= Text block =
# # # # # # #

Several views on cross-entropy

2026-05-31

Cross-entropy is one of the central objectives used in machine learning, especially in classification. It is often introduced as a formula, but it has a direct probabilistic interpretation: it answers the question, how probable is the observed data under the model? A simple way to see this is to start with a Bernoulli random variable.

1.Start with a Bernoulli variable

Consider a Bernoulli random variable with parameter $\hat{y}$. The observed outcome is $y$, where $y = 1$ denotes success and $y = 0$ denotes failure. The probability assigned by the model to the observed outcome is

$$ P(y) = \hat{y}^{\,y}\,(1 - \hat{y})^{\,1-y}. $$

When $y=1$, this expression becomes $\hat{y}$. When $y=0$, it becomes $1-\hat{y}$. The formula simply selects the probability corresponding to the outcome that occurred.

Now consider $n$ independent observations. The likelihood of the full sequence is the product of the individual probabilities. Taking the logarithm converts this product into a sum, and multiplying by $-1$ gives an objective in which smaller values are better:

$$ -\log P = -\sum_{i=1}^{n}\Big[\,y_i \log \hat{y}_i + (1-y_i)\log(1-\hat{y}_i)\,\Big]. $$
This expression is binary cross-entropy. It is the negative log-likelihood of a Bernoulli model.

# # # # # # #

Image-backed grounding data:

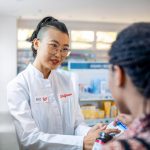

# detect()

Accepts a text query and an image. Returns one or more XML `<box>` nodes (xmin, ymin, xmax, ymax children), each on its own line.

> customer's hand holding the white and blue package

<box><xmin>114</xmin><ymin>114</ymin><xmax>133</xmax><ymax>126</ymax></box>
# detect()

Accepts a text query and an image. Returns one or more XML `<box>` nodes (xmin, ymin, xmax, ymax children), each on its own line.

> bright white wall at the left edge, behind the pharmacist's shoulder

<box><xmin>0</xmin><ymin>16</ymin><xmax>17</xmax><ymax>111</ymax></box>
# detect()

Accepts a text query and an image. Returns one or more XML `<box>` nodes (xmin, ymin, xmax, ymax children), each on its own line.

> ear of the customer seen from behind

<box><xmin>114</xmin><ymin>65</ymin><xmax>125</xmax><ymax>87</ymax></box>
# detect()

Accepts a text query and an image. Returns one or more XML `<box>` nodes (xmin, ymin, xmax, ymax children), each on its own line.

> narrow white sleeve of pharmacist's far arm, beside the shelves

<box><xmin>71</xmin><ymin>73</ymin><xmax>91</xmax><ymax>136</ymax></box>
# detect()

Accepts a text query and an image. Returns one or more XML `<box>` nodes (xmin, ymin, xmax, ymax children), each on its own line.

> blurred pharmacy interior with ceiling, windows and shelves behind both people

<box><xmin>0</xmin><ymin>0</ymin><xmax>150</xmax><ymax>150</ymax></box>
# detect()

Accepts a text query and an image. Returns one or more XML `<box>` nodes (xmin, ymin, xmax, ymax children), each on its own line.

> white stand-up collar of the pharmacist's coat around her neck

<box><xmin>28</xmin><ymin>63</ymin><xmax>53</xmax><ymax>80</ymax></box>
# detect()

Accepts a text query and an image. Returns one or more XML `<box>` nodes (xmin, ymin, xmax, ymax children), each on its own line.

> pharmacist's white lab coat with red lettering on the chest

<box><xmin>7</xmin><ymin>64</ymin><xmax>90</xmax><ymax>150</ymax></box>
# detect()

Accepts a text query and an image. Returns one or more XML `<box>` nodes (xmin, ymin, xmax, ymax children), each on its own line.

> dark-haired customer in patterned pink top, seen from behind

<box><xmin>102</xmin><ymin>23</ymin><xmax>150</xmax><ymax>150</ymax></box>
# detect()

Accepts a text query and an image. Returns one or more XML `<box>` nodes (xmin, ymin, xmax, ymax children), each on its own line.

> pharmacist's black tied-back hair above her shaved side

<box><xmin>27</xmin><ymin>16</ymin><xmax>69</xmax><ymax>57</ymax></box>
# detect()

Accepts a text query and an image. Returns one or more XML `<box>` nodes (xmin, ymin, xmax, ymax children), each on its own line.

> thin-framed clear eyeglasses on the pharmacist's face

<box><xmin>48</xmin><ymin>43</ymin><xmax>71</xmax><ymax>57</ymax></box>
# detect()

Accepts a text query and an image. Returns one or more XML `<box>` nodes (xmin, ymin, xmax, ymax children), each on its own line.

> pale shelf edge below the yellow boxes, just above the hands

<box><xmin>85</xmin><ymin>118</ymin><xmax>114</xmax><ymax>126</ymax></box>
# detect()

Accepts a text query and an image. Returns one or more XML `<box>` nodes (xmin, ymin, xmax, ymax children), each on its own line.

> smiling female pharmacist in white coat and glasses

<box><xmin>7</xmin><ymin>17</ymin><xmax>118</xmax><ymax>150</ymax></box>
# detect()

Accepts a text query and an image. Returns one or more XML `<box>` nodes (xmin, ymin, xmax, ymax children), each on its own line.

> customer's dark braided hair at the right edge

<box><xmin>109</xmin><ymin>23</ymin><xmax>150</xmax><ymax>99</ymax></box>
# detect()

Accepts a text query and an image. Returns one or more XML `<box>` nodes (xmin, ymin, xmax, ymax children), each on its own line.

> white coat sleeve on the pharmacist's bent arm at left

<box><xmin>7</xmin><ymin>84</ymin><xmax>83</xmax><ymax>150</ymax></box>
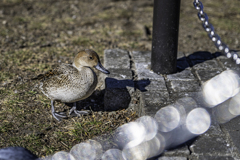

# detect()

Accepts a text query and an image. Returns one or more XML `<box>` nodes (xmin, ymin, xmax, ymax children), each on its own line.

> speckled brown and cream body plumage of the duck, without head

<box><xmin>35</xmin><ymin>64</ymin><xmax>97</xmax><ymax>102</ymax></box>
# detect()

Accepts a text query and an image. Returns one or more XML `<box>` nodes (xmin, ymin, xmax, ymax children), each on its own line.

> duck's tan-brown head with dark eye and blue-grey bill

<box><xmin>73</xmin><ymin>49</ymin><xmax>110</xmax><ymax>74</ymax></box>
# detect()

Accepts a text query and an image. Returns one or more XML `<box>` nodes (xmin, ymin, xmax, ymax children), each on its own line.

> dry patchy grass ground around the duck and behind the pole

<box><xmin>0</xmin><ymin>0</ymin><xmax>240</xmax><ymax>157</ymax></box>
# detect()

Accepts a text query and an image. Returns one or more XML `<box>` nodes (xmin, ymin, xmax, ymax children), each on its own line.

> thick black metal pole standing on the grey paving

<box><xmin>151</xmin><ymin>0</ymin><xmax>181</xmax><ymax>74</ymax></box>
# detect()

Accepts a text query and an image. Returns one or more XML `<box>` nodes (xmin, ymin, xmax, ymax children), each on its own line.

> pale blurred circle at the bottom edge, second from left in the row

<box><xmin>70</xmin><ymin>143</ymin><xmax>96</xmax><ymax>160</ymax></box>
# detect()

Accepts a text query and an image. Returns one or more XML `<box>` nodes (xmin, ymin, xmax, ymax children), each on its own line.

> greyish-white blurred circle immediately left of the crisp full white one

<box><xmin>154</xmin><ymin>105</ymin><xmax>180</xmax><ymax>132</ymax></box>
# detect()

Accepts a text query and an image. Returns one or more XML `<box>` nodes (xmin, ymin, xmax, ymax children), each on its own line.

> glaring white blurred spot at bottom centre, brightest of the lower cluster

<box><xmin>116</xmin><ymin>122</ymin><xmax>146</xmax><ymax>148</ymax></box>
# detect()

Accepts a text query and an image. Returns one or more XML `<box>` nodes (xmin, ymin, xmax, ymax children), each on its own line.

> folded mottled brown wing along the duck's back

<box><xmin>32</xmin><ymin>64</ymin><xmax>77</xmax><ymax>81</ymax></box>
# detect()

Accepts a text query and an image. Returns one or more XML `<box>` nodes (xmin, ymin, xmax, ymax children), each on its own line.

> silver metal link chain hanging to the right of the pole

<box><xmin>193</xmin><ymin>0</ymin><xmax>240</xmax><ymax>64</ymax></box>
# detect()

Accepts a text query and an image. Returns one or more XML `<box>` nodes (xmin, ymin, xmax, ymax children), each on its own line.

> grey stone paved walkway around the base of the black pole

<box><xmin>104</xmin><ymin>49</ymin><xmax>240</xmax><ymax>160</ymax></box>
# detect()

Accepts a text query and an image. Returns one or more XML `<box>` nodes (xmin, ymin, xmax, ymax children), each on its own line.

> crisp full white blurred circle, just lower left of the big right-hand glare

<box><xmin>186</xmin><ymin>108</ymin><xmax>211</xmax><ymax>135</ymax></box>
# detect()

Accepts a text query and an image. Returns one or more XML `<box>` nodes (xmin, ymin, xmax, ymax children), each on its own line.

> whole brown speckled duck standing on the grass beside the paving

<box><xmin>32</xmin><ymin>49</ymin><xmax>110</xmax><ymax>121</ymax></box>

# # # # # # #

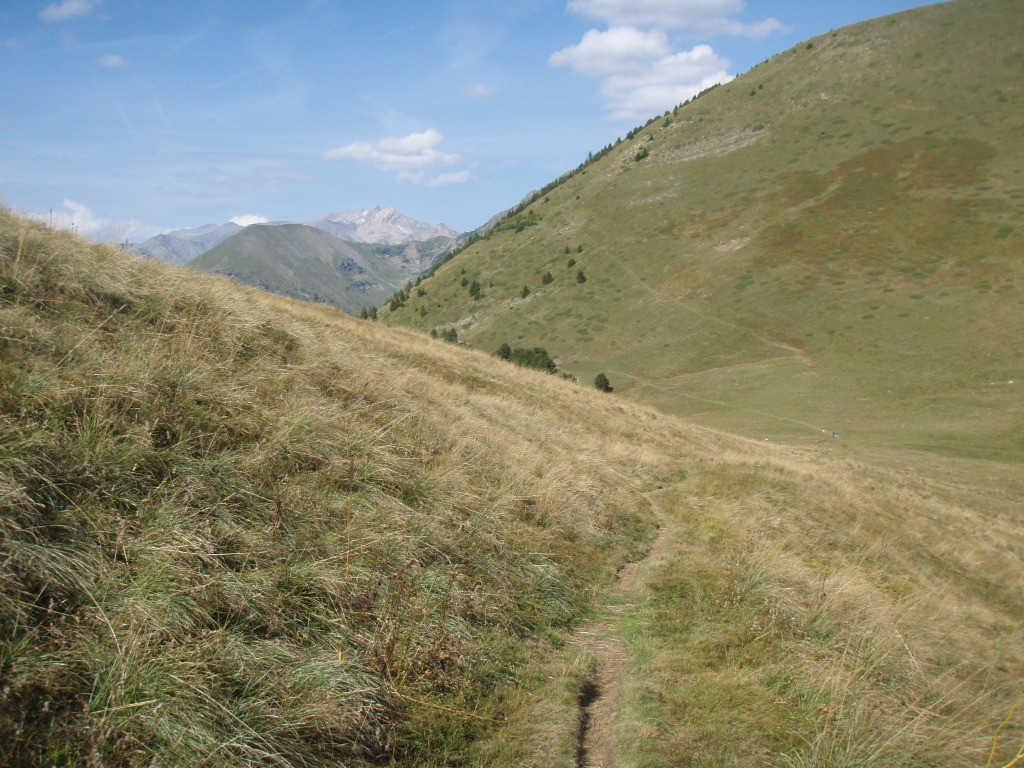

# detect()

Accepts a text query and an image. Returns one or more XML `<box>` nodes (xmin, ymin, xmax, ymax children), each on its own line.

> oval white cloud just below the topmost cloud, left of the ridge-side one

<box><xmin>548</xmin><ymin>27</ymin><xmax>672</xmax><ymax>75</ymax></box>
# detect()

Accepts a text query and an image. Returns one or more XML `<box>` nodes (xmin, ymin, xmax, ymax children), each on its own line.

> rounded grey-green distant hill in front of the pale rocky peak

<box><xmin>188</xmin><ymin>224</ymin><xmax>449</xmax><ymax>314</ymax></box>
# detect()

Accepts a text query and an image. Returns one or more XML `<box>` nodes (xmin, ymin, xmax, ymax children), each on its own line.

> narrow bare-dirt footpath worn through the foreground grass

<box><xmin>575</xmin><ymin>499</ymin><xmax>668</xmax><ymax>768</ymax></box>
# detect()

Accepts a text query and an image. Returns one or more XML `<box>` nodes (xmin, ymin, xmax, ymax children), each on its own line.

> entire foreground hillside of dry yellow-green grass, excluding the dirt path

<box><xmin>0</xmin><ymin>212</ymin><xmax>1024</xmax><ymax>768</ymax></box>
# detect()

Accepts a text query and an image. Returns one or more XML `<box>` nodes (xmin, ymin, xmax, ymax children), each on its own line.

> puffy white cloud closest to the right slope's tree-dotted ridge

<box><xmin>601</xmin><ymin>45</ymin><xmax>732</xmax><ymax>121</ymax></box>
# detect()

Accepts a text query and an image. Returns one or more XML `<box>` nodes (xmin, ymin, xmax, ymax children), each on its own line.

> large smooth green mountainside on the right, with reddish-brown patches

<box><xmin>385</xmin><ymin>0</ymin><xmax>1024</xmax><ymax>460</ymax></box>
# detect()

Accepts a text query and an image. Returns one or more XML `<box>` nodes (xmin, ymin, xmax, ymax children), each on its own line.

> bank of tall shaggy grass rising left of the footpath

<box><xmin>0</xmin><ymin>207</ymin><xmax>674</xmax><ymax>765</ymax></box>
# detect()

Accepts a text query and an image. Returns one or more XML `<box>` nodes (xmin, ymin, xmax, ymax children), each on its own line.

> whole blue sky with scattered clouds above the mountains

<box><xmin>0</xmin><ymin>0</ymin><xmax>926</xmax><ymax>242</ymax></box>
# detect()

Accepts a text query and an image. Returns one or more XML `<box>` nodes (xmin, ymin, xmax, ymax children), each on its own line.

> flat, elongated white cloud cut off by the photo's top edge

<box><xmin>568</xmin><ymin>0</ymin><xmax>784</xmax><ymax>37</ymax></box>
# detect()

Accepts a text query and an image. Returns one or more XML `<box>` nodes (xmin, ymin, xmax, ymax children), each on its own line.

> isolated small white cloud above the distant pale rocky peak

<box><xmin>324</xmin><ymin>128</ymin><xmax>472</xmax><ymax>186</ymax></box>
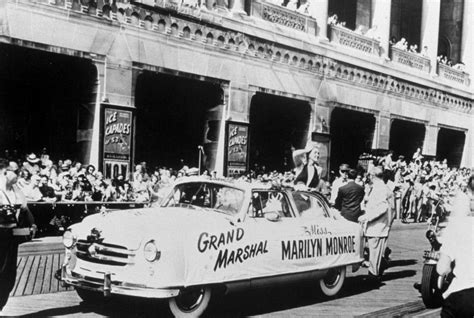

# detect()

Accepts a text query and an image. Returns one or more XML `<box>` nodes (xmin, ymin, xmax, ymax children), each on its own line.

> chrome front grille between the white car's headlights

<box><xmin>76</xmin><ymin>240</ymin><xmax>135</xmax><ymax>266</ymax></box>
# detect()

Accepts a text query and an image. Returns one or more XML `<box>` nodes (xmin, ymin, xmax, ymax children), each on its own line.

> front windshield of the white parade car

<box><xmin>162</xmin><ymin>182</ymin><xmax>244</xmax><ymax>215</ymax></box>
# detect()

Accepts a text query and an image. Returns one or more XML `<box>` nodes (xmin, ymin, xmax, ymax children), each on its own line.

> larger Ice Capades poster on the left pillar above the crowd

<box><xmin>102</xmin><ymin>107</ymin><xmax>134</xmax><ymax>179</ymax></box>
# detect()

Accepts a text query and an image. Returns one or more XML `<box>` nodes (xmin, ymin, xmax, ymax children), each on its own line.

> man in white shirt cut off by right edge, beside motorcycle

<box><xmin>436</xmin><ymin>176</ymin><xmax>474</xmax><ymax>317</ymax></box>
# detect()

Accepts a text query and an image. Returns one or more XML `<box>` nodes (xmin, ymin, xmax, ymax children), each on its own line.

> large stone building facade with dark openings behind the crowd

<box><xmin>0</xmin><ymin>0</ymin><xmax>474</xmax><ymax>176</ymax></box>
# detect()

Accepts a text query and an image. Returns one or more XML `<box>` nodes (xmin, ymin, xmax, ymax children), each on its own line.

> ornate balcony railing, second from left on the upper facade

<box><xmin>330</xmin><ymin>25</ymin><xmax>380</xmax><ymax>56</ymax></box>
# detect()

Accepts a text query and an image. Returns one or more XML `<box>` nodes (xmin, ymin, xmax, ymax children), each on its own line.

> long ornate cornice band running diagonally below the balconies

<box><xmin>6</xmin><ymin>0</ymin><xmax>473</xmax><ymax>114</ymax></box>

# # # # # # #

= Check your understanding =
#1 Please copy the cross-entropy text from "When $y=1$, this" to "outcome that occurred.".
#2 According to the cross-entropy text, binary cross-entropy is the negative log-likelihood of what kind of model?

= Solution list =
#1
When $y=1$, this expression becomes $\hat{y}$. When $y=0$, it becomes $1-\hat{y}$. The formula simply selects the probability corresponding to the outcome that occurred.

#2 A Bernoulli model.